# November 2015 Theme Voting



## kilroy214 (Oct 22, 2015)

Please select your favorite idea for our November LM theme. One vote! Make it count.
Poll will close on Friday, October 30th.


----------



## AtleanWordsmith (Oct 22, 2015)

Hooray!  I contributed!


----------



## kilroy214 (Oct 22, 2015)

AtleanWordsmith said:


> Hooray!  I contributed!



Your contribution has been noted


----------



## Clippins (Oct 22, 2015)

I have cast my vote


----------



## Harper J. Cole (Oct 23, 2015)

AtleanWordsmith said:


> Hooray!  I contributed!



Congratulations, but my contribution will be the one you read about in the newspapers tomorrow. 8)


----------



## belthagor (Oct 23, 2015)

I have made my request.


----------



## Pluralized (Oct 23, 2015)

I'm going to hold my vote until the very end.


----------



## kilroy214 (Oct 23, 2015)

We're still in need of judges as well for this LM. Any takers?

______________________________

Task directions - Can you carry on the forum thread about the November 2015 theme voting, picking up after its final post?

Dataset entries -
______________________________

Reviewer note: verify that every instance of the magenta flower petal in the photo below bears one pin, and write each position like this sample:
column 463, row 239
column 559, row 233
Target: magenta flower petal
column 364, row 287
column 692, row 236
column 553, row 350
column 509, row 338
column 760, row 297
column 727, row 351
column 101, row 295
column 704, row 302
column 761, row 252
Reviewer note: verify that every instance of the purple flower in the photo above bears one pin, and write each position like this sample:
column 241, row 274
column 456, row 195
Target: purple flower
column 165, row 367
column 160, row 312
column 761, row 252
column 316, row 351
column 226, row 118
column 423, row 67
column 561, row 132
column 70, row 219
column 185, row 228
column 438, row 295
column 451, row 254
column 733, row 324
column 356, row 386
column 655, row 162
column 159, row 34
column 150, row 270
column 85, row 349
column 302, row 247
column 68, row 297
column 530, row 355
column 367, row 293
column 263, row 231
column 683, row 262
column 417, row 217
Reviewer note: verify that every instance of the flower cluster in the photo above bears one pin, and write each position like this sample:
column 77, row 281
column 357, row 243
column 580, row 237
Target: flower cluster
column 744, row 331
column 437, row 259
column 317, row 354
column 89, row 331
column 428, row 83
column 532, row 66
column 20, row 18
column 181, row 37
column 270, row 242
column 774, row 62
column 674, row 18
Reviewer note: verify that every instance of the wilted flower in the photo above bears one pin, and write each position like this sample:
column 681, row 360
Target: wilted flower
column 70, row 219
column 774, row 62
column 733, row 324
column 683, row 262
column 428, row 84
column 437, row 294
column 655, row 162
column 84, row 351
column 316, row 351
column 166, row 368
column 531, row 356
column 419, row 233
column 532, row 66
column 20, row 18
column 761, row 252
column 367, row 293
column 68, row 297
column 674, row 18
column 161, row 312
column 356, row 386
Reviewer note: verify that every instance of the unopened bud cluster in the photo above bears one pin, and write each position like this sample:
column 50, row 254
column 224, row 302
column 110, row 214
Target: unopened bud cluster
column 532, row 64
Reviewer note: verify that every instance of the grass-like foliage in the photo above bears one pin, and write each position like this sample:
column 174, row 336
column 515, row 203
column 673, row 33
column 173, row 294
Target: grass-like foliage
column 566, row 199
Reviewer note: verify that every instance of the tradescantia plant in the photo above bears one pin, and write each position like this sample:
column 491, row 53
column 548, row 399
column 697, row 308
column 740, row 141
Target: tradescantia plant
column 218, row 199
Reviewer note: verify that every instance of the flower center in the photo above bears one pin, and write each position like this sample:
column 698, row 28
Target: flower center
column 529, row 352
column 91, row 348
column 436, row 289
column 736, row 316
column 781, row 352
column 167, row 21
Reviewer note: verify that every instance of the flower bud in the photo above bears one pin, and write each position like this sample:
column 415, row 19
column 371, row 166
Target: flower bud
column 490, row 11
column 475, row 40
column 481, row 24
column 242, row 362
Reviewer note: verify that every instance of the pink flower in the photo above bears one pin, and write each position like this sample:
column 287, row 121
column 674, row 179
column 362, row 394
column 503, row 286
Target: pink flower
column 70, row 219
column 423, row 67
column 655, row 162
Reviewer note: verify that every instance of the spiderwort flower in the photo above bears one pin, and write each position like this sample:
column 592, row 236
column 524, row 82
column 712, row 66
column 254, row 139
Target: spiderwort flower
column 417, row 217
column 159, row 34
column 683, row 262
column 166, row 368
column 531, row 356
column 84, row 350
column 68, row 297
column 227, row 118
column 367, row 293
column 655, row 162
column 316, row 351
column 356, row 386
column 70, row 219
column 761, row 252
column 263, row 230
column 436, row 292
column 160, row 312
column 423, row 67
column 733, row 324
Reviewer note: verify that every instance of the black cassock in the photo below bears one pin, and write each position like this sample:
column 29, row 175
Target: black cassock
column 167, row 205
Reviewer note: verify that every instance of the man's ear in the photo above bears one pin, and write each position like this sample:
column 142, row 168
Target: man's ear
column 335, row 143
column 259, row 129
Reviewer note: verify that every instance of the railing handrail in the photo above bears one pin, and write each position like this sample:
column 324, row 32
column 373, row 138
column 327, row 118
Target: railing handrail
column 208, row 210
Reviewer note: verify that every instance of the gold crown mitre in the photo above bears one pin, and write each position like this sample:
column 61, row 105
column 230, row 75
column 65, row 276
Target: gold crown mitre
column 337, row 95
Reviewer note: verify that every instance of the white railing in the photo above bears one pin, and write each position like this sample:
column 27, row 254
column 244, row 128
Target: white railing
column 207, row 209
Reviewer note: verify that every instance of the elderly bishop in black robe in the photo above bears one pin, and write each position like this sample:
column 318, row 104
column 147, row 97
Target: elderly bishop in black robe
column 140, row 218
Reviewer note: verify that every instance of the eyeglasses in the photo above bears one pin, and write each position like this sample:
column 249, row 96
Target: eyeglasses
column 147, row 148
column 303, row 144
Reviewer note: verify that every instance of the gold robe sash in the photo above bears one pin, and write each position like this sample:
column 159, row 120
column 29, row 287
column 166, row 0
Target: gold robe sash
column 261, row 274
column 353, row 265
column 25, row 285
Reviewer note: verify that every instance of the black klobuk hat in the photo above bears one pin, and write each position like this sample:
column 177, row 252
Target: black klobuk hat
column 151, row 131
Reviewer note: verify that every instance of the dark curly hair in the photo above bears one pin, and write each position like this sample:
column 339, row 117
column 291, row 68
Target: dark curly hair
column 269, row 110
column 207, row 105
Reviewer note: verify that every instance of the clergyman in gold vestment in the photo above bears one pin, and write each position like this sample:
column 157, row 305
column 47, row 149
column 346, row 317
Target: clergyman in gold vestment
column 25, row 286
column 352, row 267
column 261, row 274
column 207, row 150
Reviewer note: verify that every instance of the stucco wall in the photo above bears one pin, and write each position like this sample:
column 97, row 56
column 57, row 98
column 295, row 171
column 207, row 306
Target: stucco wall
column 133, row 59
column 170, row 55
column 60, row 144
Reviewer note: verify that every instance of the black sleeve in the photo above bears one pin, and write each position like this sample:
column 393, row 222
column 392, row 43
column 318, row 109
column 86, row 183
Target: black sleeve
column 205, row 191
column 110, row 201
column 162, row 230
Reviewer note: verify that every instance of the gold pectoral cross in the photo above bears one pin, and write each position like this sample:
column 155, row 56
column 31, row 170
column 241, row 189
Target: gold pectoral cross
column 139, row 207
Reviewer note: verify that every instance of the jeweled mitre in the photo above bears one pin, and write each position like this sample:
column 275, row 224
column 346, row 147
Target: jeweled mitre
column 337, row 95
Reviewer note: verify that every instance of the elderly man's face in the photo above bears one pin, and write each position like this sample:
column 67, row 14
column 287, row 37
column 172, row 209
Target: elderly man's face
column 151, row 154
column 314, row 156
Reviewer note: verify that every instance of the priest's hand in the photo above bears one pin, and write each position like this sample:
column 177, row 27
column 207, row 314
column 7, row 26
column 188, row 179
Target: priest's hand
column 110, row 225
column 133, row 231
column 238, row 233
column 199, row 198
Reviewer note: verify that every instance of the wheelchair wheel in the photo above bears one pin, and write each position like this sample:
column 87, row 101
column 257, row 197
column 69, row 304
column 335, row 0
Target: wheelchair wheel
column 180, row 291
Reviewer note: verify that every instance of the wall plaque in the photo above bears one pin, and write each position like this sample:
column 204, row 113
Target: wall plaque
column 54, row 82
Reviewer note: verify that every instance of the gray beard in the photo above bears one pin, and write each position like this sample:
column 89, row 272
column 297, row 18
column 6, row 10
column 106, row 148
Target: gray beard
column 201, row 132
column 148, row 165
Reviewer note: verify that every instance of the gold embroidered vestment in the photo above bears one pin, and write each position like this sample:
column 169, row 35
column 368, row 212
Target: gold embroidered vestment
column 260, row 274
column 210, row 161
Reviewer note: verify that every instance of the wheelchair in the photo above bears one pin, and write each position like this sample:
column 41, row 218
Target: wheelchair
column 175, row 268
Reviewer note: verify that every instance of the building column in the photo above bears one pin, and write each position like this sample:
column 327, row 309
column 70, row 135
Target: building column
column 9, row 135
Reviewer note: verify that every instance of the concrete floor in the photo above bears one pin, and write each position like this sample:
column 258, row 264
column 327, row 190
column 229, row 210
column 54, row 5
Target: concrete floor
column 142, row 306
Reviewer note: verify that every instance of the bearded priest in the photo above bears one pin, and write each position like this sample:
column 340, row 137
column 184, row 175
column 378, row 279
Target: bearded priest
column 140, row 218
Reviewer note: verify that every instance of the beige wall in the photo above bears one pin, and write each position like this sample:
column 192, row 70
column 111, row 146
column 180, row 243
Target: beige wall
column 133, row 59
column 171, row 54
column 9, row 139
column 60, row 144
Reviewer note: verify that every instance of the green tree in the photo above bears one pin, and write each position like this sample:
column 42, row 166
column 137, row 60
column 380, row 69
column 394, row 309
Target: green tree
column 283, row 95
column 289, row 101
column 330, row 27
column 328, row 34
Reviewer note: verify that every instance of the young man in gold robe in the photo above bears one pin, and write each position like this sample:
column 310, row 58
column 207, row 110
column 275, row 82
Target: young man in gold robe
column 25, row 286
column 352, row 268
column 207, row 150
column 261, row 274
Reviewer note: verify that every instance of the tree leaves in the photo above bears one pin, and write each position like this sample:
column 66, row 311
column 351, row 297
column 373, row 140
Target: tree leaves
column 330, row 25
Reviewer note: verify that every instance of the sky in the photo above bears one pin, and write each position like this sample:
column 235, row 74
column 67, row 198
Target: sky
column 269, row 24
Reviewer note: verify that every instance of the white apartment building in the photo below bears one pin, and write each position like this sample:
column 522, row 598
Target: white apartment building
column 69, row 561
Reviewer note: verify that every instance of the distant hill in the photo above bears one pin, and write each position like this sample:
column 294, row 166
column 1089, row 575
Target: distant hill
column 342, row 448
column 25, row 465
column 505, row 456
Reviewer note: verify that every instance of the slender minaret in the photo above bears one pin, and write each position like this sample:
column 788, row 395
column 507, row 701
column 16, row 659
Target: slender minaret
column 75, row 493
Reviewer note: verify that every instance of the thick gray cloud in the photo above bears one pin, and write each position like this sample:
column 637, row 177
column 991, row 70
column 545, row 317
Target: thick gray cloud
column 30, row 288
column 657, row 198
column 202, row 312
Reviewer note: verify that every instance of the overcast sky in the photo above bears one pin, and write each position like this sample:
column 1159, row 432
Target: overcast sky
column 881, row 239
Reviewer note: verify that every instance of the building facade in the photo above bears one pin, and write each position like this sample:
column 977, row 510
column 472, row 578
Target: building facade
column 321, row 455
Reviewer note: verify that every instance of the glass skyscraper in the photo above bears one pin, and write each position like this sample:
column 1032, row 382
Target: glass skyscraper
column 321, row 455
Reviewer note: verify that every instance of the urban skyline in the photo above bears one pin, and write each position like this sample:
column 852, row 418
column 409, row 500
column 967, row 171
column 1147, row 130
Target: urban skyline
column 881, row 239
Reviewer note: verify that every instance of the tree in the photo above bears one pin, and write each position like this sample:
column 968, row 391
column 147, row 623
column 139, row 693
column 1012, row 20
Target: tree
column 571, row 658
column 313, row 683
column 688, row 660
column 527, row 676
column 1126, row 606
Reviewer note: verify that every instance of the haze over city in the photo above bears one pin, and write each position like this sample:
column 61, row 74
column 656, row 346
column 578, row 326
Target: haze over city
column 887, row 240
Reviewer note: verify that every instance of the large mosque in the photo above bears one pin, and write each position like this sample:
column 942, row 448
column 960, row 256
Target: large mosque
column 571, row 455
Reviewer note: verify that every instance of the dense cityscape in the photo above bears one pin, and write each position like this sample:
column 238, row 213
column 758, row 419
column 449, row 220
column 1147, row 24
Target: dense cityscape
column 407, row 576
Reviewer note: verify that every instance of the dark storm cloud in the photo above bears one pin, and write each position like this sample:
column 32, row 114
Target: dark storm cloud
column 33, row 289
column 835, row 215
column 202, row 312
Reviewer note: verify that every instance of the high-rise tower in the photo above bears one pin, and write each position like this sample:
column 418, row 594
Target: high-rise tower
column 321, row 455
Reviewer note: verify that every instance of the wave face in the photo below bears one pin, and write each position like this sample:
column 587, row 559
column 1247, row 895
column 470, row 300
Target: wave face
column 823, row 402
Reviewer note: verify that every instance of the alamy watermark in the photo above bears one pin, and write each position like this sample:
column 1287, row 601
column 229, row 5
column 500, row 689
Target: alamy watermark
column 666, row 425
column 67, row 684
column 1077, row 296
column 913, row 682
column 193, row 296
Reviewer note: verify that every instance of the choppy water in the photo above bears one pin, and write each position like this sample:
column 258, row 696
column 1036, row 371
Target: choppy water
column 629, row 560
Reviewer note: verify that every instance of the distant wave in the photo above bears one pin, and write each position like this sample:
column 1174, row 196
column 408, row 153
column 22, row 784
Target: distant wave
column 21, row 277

______________________________

Result -
----------



## Arthur G. Mustard (Oct 24, 2015)

I will judge again. But they ain`t seen their scores for this month yet!!!


----------



## Smith (Oct 27, 2015)

Yay, Reason 346! 

(it's a Jimmy Eat World song, by the way)


----------



## Arthur G. Mustard (Oct 28, 2015)

Dream Thief coming up on the rails!!!!


----------



## belthagor (Oct 28, 2015)

sorry to interupt but, what is reason 346 exactly?


----------



## Ariel (Oct 28, 2015)

I have no idea but I liked it because it felt like I could write something completely ridiculous over it.


----------



## Arthur G. Mustard (Oct 28, 2015)

And Dream Thief takes the lead in the final furlong!!!!


----------



## bazz cargo (Oct 28, 2015)

There is a distinct lack of cheese orientated prompts, this is unfair and I will complain to the highest authotity.


----------



## kilroy214 (Oct 28, 2015)

Bazz, I believe you may just be the highest authority on cheese related prompts.


----------



## Smith (Oct 28, 2015)

belthagor said:


> sorry to interupt but, what is reason 346 exactly?



It's the title of a Jimmy Eat World song. That's where majority of my prompt suggestions come from (music).


----------



## AtleanWordsmith (Oct 29, 2015)

belthagor said:


> sorry to interupt but, what is reason 346 exactly?


Whatever you want it to be, Bel.  Whatever you want it to be.


----------



## kilroy214 (Oct 29, 2015)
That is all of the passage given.